### Work to be completed
Extract every line of the data below that contains the string "person" and copy each such line in full.

##### Given data

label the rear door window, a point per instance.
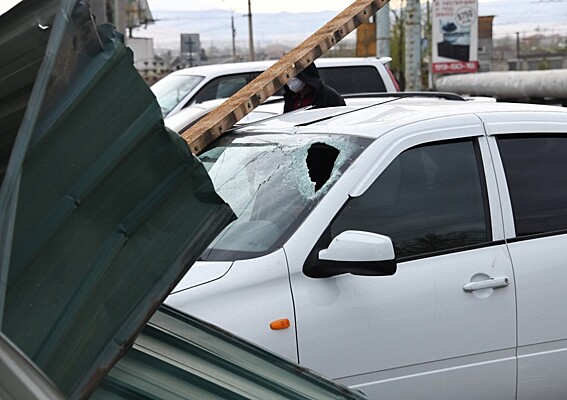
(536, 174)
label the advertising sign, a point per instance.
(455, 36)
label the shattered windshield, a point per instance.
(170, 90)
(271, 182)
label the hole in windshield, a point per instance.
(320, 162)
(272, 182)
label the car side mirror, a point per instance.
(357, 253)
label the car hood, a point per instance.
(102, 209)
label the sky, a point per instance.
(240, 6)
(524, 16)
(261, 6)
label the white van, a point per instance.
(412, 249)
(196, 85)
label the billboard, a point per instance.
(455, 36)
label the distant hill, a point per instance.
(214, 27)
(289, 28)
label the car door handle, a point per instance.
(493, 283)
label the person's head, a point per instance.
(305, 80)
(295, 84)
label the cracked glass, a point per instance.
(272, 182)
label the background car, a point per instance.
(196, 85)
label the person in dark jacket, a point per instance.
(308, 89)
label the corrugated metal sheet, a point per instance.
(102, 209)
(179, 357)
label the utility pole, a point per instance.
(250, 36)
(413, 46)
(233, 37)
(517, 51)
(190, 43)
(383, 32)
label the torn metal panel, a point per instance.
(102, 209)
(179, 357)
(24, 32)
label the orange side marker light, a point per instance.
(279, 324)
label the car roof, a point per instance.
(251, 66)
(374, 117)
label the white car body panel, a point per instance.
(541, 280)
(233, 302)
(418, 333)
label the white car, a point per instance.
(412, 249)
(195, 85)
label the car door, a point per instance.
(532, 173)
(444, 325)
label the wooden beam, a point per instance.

##########
##### Given data

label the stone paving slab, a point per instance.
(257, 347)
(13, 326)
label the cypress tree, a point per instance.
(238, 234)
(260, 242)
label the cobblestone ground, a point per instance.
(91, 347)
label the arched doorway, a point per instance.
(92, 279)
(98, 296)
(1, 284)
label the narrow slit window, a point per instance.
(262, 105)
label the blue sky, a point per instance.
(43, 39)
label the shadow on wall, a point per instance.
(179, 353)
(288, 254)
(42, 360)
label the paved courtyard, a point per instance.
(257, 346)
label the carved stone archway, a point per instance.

##########
##### Given data

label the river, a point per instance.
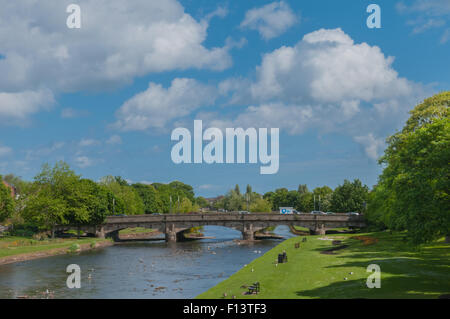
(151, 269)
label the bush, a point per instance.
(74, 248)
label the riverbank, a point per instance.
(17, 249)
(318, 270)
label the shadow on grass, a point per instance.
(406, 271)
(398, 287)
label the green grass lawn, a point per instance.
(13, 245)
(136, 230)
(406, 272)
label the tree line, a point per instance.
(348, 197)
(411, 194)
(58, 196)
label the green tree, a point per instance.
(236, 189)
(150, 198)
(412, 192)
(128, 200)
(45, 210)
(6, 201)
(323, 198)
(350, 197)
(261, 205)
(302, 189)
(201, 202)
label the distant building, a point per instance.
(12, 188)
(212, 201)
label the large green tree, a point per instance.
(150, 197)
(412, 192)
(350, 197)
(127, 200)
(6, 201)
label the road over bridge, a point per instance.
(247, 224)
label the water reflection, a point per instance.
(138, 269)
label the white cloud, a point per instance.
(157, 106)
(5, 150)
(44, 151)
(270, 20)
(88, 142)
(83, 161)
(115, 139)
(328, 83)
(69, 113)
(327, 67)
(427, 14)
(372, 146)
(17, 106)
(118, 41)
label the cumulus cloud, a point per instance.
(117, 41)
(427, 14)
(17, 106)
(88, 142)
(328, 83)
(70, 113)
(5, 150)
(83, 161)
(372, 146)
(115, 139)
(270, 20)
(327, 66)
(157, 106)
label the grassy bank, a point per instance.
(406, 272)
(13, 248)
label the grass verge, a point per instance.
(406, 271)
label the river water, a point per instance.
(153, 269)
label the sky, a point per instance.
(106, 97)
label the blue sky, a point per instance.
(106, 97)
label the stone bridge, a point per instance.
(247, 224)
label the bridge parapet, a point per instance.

##########

### Task response
label the person's head, a point per instance.
label the person in dark jacket, a point per instance.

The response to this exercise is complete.